=== SET EXERCISE ===
Render every line of the records below as a JSON list of strings, one string per line, leaving out any blank lines.

=== ENTRIES ===

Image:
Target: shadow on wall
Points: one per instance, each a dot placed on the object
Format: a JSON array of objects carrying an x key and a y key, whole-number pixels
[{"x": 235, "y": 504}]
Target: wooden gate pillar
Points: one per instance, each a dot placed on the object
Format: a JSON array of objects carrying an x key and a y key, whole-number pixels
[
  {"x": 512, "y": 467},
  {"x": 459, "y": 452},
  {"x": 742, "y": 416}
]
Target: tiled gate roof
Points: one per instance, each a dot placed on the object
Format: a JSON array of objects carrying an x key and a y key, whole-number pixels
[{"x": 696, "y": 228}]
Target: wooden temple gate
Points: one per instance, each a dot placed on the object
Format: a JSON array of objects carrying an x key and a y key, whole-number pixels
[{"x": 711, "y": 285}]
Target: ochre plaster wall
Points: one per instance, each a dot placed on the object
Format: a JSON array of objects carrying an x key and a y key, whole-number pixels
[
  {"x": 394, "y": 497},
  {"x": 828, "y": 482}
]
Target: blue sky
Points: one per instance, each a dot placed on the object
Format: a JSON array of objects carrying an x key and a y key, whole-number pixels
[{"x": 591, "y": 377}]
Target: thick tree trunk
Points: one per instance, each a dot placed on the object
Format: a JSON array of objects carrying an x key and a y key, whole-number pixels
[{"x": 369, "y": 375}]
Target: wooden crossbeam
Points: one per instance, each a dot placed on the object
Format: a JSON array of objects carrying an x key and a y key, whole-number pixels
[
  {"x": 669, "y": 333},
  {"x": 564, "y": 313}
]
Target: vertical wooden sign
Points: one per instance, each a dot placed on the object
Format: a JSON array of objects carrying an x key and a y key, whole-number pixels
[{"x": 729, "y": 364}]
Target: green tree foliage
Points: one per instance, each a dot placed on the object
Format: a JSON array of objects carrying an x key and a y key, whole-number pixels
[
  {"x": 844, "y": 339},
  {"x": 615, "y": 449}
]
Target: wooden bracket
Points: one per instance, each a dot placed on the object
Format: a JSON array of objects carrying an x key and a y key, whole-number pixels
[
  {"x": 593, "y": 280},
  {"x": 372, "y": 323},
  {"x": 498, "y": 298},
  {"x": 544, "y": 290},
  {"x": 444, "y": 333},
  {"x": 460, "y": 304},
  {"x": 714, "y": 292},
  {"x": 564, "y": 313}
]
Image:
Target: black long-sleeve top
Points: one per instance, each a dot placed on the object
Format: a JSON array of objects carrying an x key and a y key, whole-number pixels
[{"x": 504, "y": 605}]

=== COMPLETED EXERCISE ===
[
  "Image:",
  "Target: shadow on wall",
  "Points: one per instance, each a dot placed on the object",
  "Format: a JSON array of objects carrying an x key and a y key, whole-number pixels",
  "[{\"x\": 235, \"y\": 504}]",
  "Target: wooden gate pillar",
  "Points: one per instance, each a dot placed on the object",
  "Format: a JSON array of objects carrying an x key and a y key, whole-number pixels",
  "[",
  "  {\"x\": 512, \"y\": 467},",
  "  {\"x\": 459, \"y\": 452},",
  "  {\"x\": 742, \"y\": 416}",
  "]",
  "Target: tiled gate roof",
  "Points: one per instance, each a dot placed on the object",
  "Format: a JSON array of objects carrying an x key and a y key, whole-number pixels",
  "[{\"x\": 696, \"y\": 228}]",
  "Target: wooden temple gate",
  "Points: one per instance, each a dot placed on the object",
  "Format: a JSON array of objects carrying an x key and a y key, whole-number pixels",
  "[{\"x\": 711, \"y\": 285}]",
  "Target: ochre plaster wall",
  "Points: one per instance, each a dot placed on the object",
  "Format: a JSON array of objects carrying an x key and a y key, whole-number pixels",
  "[",
  "  {\"x\": 394, \"y\": 497},",
  "  {\"x\": 828, \"y\": 482}",
  "]",
  "Target: blue sky",
  "Points: one per instance, each a dot placed on the object",
  "Format: a JSON array of objects carrying an x key and a y key, whole-number pixels",
  "[{\"x\": 591, \"y\": 377}]",
  "Target: thick tree trunk",
  "Points: one per instance, each a dot placed on the object",
  "Format: a JSON array of objects carrying an x key and a y key, whole-number pixels",
  "[{\"x\": 369, \"y\": 375}]",
  "Target: wooden crossbeam",
  "Points: one per instance, each a dot placed on the object",
  "Format: a JSON array of objects carrying an x key and a y key, whole-number pixels",
  "[",
  "  {\"x\": 669, \"y\": 333},",
  "  {\"x\": 564, \"y\": 313}",
  "]",
  "Target: vertical wooden sign",
  "Points: one per instance, each a dot placed on the object",
  "Format: a JSON array of objects carrying an x key and a y key, whole-number pixels",
  "[{\"x\": 729, \"y\": 364}]",
  "Target: green tree foliage",
  "Points: one per instance, each a dot placed on the object",
  "Format: a JSON array of objects carrying an x key and a y key, whole-number pixels",
  "[",
  "  {\"x\": 844, \"y\": 339},",
  "  {\"x\": 615, \"y\": 449}",
  "]",
  "Target: wooden bracket",
  "Points: one per instance, each a dot placed on the object",
  "Format: a JSON array of objects carrying an x key and a y key, whole-number pixels",
  "[",
  "  {\"x\": 593, \"y\": 280},",
  "  {\"x\": 372, \"y\": 323},",
  "  {\"x\": 498, \"y\": 298},",
  "  {\"x\": 544, \"y\": 290},",
  "  {\"x\": 444, \"y\": 333},",
  "  {\"x\": 460, \"y\": 304},",
  "  {\"x\": 714, \"y\": 292},",
  "  {\"x\": 564, \"y\": 313}",
  "]",
  "Image:",
  "Target: black long-sleeve top",
  "Points: one per instance, each a dot placed on the object",
  "Format: a JSON array of objects carrying an x key and a y key, whole-number pixels",
  "[{\"x\": 504, \"y\": 605}]"
]